Beginning with the line that contains "Can you see the grass seed", return every line down to the last one in the material below, exactly and with no others.

Top of EXERCISE INPUTS

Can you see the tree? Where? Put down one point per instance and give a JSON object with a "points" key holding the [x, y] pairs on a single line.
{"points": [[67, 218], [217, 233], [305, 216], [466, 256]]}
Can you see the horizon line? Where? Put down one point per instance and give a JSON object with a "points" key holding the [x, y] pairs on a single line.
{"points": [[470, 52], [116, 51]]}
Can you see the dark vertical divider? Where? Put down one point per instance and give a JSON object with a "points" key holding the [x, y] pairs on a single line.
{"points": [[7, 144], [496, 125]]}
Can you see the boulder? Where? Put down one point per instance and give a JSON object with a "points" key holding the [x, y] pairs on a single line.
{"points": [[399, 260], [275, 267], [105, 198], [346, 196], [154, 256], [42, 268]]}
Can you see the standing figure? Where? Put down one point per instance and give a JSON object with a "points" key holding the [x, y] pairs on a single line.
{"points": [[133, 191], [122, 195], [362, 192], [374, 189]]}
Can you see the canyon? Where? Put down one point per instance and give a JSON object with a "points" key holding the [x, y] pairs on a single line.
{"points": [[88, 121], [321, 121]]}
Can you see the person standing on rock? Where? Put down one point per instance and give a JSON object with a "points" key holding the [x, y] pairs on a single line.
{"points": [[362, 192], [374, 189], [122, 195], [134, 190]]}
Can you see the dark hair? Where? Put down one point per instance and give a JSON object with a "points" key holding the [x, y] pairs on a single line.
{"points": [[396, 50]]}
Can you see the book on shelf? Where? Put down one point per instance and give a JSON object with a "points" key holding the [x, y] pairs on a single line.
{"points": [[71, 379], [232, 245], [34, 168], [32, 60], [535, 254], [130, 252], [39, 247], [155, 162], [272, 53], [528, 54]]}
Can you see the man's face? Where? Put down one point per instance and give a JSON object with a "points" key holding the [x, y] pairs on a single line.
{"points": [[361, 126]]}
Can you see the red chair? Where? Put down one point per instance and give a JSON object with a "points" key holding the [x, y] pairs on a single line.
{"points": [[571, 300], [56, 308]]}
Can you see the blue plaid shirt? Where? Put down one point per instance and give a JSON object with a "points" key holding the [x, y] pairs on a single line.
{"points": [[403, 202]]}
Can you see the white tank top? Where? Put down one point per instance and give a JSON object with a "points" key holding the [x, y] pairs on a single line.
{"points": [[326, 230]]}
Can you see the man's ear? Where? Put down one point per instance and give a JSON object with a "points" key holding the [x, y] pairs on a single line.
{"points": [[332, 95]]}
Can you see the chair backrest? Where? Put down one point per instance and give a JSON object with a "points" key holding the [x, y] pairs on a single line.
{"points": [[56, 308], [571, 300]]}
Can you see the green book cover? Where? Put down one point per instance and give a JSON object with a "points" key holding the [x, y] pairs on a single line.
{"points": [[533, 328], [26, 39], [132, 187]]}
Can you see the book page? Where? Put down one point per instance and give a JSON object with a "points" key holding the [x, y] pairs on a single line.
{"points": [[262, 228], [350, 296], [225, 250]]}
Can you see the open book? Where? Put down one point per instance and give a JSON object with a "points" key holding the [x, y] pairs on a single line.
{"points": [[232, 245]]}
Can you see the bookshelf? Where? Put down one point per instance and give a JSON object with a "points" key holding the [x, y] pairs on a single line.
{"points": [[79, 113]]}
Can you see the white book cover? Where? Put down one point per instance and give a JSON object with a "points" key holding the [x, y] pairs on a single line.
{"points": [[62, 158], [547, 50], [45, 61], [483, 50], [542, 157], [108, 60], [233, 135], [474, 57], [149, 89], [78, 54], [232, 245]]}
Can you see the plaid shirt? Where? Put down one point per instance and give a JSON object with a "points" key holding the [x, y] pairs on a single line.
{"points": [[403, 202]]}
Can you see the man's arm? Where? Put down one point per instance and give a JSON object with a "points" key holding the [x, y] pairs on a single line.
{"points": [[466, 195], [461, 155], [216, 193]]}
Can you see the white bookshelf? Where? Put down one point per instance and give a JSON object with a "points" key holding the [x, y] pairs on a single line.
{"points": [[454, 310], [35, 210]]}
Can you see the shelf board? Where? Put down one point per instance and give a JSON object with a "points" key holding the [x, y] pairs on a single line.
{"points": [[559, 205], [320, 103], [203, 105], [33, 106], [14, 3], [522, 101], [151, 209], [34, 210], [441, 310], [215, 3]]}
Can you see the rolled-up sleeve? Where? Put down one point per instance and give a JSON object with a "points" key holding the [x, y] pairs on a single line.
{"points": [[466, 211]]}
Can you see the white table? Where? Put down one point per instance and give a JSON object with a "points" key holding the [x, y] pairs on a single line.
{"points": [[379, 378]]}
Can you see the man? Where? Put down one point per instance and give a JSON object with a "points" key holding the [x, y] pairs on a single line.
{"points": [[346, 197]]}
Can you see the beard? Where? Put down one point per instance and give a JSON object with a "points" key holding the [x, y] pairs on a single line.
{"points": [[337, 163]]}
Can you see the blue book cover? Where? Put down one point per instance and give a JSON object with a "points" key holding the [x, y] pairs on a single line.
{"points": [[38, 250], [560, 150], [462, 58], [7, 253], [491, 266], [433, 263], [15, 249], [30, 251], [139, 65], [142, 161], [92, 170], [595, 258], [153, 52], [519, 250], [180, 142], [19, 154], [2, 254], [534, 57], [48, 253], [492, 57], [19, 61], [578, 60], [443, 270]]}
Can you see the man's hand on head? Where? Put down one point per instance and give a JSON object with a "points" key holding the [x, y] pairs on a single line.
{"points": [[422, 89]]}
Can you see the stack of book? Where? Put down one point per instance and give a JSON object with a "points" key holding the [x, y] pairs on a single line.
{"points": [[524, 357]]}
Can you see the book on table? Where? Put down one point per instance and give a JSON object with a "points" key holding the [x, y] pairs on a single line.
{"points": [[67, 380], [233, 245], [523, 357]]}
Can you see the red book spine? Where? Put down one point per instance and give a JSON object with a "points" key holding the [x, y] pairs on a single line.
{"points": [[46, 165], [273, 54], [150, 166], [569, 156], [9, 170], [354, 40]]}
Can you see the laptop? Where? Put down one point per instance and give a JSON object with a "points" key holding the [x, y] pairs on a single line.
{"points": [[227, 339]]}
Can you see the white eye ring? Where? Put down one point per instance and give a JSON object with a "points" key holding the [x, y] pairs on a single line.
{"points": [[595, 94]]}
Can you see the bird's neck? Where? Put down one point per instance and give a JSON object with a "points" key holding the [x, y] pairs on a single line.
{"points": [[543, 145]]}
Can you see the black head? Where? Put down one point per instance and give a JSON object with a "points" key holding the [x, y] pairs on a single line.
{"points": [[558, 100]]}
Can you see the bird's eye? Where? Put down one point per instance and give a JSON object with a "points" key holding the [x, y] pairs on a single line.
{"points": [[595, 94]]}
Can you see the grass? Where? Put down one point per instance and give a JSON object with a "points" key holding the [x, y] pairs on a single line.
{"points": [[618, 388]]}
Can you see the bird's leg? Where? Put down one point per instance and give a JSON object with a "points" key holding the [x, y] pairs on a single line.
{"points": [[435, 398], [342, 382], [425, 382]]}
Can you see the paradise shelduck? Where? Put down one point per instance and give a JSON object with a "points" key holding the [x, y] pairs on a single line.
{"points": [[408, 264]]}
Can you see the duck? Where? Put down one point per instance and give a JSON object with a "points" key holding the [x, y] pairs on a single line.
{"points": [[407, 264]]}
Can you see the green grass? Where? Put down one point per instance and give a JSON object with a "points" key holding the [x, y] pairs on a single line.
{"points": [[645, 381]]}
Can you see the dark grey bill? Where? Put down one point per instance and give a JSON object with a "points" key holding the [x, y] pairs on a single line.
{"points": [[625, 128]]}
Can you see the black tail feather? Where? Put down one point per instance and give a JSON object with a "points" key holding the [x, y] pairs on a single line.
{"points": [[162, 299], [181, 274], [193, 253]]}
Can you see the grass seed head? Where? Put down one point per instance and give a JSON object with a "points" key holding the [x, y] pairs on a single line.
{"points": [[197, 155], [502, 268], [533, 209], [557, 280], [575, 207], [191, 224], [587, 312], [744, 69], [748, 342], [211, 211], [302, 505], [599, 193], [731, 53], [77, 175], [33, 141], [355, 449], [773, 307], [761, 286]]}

Bottom of EXERCISE INPUTS

◆ **TASK RESULT**:
Can you see the grass seed head? Where? Put down one point per instance and give a JSON object with a "points" key holding the [x, y] pairs on a single line.
{"points": [[197, 155], [502, 268], [533, 209], [557, 280], [575, 207], [191, 224], [587, 312], [744, 69], [748, 342], [211, 211], [302, 505], [599, 193], [731, 53], [77, 175], [33, 141], [355, 449], [773, 307], [761, 286]]}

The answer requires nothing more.